• TEXT EXTRACT:
»»

Tom Hanks stars as children's TV icon Fred Rogers in "A Beautiful Day in the Neighborhood." (Credit: Sony Pictures Entertainment)

PLOT A cynical journalist is assigned to write about children's television host Fred Rogers.

CAST Tom Hanks, Matthew Rhys, Chris Cooper

RATED PG (adult themes, brief violence)

LENGTH 1:48

BOTTOM LINE Marielle Heller's film brims with affection for Mister Rogers, but doesn't bring us any closer to the real person behind the camera.

A pair of bushy eyebrows, a side part and a red cardigan is all it takes to transform Tom Hanks into Fred Rogers, the legendary children's television host at the center of "A Beautiful Day in the Neighborhood." In a way, Hanks has been playing the avuncular Mister Rogers in one form or another his whole career, the same way Clint Eastwood is always a cowboy and Morgan Freeman is always some version of The Lord. Has there ever been a case of more perfect casting?

««

• WRITTEN INSTRUCTION 1:
Give the passage of the review between "RATED PG (adult" and "more perfect casting?", inclusive, again, substituting "sweater" for "cardigan".
• WRITTEN INSTRUCTION 2:
Answer these questions about the review:
(a) What rating does the film carry, and for what reasons?
(b) How long is the film?
(c) What color is the cardigan that helps turn Tom Hanks into Fred Rogers?
The lines that come after this review have no connection to it.

• DATA LINES:
»»

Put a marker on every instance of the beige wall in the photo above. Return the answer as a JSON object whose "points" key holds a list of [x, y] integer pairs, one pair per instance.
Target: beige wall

««

• EXERCISE RESULT 1:
RATED PG (adult themes, brief violence)

LENGTH 1:48

BOTTOM LINE Marielle Heller's film brims with affection for Mister Rogers, but doesn't bring us any closer to the real person behind the camera.

A pair of bushy eyebrows, a side part and a red sweater is all it takes to transform Tom Hanks into Fred Rogers, the legendary children's television host at the center of "A Beautiful Day in the Neighborhood." In a way, Hanks has been playing the avuncular Mister Rogers in one form or another his whole career, the same way Clint Eastwood is always a cowboy and Morgan Freeman is always some version of The Lord. Has there ever been a case of more perfect casting?

• EXERCISE RESULT 2:
(a) PG, for adult themes and brief violence.
(b) 1:48.
(c) Red.